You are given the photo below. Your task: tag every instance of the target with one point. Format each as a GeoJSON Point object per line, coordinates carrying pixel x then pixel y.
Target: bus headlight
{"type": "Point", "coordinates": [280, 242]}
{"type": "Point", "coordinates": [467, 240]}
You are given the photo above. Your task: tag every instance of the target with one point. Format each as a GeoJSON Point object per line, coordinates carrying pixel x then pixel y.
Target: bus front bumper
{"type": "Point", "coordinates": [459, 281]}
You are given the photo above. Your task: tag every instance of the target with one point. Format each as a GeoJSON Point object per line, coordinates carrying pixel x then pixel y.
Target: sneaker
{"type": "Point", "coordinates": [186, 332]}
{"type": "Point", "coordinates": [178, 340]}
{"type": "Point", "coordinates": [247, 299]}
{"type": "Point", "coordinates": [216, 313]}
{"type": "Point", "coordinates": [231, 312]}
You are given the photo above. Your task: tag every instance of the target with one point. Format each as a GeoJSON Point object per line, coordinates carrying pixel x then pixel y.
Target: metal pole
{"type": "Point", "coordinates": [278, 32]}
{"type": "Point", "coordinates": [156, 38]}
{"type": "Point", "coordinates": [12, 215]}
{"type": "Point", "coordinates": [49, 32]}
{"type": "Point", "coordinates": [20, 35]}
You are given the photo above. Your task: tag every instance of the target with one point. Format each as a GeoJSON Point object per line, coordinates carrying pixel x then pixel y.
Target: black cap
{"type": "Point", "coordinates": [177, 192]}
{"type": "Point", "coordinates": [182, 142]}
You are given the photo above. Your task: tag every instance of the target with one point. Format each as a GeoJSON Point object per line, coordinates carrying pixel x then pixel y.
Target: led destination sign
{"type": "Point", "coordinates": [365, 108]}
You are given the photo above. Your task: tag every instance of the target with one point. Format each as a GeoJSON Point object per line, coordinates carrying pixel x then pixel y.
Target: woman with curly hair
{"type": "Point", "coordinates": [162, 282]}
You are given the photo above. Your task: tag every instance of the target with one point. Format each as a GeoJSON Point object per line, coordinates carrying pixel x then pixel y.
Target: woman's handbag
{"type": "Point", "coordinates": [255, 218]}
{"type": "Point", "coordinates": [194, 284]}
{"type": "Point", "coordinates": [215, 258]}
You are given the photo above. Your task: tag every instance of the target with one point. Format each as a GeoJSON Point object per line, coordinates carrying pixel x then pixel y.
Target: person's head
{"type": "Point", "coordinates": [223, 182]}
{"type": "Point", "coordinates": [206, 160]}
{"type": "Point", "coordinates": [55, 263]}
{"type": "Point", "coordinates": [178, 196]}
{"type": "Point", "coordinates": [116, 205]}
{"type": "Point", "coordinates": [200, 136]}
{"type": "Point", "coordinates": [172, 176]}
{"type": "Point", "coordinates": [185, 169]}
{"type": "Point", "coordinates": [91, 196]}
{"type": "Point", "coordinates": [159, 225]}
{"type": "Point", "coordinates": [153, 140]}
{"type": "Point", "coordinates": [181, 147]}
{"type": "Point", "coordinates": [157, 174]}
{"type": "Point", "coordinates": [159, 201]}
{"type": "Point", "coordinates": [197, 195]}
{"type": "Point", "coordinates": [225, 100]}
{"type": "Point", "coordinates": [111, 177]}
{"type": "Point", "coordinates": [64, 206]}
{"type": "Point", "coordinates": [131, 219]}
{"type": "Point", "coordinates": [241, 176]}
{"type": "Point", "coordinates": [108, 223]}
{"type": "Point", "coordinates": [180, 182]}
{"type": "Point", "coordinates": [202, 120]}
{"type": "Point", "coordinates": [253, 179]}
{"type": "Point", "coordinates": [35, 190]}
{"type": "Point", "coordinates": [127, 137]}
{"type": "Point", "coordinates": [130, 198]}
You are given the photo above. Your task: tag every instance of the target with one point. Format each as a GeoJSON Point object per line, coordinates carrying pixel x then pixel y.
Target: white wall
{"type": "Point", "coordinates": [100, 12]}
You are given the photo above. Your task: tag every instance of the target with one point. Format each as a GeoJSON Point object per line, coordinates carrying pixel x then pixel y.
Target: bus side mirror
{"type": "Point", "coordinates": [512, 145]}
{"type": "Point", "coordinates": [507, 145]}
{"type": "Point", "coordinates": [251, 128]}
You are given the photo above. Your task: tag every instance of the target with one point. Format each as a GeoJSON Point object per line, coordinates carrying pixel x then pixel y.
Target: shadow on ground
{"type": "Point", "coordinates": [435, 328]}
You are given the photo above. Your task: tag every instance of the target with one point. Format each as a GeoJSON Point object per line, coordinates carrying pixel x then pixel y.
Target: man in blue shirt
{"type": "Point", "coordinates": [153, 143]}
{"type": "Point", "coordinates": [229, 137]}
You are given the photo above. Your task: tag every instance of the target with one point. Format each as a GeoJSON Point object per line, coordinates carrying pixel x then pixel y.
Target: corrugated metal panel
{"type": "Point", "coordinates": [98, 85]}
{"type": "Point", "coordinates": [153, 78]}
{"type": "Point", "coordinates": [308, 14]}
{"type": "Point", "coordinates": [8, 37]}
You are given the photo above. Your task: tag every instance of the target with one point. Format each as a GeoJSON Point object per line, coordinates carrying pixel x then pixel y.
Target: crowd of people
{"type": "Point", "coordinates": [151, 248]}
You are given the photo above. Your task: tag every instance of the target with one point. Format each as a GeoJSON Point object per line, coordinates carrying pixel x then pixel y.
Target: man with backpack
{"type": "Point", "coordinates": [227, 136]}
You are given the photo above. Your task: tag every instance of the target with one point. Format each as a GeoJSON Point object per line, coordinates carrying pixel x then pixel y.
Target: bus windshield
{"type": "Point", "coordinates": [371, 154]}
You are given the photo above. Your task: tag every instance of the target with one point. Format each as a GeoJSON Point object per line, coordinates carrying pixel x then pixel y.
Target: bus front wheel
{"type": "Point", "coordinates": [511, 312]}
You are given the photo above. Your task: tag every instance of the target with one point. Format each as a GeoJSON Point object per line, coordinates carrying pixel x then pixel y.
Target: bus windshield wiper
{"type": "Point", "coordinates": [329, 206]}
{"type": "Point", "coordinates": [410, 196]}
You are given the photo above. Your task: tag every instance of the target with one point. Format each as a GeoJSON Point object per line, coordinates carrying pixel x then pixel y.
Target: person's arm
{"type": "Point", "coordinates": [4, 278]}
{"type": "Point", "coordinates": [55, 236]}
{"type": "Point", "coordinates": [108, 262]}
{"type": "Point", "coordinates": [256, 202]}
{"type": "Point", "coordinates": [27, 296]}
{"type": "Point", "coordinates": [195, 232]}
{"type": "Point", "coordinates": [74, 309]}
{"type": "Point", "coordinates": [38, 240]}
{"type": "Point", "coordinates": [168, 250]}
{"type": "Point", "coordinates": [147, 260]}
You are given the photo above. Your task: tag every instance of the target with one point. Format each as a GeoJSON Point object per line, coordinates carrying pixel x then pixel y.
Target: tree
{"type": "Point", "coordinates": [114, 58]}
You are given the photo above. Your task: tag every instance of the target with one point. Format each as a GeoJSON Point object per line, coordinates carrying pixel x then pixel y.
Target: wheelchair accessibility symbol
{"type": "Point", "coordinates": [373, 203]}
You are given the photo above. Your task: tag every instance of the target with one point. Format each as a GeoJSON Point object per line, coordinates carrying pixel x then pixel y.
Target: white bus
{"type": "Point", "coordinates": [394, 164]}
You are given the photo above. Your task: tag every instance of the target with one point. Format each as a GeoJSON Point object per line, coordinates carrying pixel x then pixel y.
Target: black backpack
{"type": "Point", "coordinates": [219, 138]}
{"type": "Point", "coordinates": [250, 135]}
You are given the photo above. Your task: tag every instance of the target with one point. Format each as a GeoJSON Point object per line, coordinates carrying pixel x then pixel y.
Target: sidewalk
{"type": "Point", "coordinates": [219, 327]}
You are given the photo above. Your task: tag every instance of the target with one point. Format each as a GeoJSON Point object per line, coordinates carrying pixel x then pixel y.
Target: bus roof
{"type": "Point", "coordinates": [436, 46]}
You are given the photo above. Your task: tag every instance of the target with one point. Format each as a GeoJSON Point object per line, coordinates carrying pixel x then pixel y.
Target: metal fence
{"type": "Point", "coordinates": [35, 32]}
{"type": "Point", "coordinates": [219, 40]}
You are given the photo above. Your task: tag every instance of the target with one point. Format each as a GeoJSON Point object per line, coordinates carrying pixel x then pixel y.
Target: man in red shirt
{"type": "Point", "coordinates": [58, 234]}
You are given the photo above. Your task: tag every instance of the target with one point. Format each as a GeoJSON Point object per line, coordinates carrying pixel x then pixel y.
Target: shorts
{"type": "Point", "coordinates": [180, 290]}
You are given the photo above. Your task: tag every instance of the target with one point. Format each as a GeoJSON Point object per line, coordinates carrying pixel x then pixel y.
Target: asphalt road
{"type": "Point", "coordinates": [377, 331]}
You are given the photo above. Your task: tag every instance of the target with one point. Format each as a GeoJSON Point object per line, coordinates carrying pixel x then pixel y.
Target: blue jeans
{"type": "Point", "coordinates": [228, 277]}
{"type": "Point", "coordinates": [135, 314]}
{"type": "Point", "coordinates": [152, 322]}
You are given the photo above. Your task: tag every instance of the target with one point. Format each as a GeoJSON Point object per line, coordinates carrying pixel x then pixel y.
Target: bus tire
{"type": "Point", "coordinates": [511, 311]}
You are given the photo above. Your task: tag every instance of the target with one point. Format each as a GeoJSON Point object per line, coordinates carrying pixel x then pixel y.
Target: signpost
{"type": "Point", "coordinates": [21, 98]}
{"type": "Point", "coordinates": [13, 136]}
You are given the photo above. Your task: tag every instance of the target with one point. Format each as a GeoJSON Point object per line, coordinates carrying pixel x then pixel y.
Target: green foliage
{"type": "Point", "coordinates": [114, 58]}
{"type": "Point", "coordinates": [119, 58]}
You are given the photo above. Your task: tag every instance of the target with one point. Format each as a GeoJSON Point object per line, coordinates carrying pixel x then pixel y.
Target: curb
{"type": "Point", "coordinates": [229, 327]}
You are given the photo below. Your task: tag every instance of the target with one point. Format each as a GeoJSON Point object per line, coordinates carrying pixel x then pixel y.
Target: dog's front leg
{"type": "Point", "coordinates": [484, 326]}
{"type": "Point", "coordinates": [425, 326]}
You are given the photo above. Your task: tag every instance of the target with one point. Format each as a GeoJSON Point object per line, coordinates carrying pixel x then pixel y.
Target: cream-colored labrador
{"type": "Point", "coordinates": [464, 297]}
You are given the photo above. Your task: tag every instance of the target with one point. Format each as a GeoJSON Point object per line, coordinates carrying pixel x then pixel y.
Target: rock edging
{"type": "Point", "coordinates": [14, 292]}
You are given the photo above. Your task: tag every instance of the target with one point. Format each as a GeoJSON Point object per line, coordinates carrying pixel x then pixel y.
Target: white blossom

=-=-=-=-=

Copy out every line of the listing above that contains the string "metal". Uppercase and lowercase letters count as different.

Target: metal pole
Target: corrugated metal panel
Target: metal fence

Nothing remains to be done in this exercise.